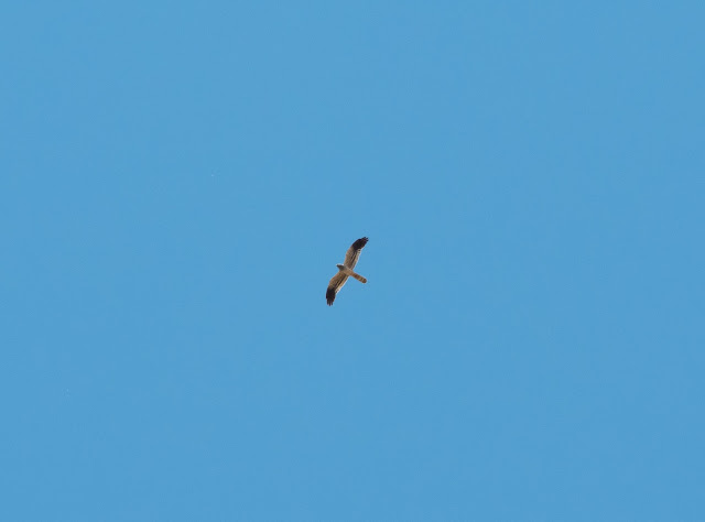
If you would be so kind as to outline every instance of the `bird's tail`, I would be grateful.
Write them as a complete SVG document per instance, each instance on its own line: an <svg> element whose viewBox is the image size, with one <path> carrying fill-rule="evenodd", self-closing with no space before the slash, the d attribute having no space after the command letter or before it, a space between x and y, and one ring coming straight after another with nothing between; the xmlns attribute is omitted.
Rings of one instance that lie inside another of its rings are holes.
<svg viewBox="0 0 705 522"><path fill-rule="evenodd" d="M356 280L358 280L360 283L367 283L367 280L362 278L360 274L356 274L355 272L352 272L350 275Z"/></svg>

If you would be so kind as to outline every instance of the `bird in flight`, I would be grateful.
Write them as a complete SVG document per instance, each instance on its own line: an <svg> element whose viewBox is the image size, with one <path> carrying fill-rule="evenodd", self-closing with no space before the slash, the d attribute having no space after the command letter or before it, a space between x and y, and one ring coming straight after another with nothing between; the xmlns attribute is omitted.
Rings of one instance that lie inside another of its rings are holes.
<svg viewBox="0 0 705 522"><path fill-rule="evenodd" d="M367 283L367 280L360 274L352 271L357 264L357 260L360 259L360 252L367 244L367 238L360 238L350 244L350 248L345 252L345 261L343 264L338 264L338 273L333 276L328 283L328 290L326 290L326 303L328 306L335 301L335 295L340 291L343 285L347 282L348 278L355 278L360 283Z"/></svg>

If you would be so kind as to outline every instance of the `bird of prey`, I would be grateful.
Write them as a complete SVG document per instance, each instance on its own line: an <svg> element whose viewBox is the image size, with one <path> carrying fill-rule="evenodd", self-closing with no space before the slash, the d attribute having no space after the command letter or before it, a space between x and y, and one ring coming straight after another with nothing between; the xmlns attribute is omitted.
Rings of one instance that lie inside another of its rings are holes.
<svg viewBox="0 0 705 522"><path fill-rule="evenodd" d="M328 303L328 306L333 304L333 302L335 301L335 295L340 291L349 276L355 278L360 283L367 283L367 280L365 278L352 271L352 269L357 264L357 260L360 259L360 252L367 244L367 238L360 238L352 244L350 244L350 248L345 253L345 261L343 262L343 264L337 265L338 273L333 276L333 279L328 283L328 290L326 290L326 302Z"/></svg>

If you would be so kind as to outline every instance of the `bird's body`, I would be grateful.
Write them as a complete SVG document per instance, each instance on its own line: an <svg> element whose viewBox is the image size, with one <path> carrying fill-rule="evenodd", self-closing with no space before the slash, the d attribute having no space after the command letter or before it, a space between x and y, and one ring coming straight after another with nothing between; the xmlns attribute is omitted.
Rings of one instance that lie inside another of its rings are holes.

==

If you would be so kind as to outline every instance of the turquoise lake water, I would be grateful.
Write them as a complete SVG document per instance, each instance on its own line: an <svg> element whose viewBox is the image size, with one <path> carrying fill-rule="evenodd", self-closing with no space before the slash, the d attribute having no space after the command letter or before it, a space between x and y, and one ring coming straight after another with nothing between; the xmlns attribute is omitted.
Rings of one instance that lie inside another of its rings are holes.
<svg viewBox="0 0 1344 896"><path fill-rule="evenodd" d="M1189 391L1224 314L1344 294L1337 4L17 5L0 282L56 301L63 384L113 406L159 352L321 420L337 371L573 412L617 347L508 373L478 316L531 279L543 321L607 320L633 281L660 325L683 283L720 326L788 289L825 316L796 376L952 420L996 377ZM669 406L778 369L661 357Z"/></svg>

*What is asked*: Rename "instance" to "occurrence" in the lines starting with the line that contains "water, I would be grateful." and going on through the line that contains "391L1224 314L1344 294L1337". Give those lines again with everything else unchanged.

*Full output*:
If you would be so kind as to outline every occurrence of the turquoise lake water, I would be grateful.
Write them as a complete SVG document per occurrence, each occurrence on its own line: an <svg> element whose viewBox is the image size, with one <path> carrying fill-rule="evenodd", self-closing with no space before the slash, the d attribute having no space after the command letter or before it, a space between x and y, and one ring coming straight after another with nothing between; the xmlns attribute is omitted.
Rings of one occurrence that lie inside another of its rings are holes.
<svg viewBox="0 0 1344 896"><path fill-rule="evenodd" d="M1189 391L1224 314L1344 294L1337 4L17 5L0 282L56 301L63 384L113 406L159 352L321 420L337 371L573 412L617 347L508 373L478 316L531 279L543 321L607 320L633 281L660 325L683 283L720 326L788 289L825 316L796 376L952 420L996 377ZM669 406L778 369L661 357Z"/></svg>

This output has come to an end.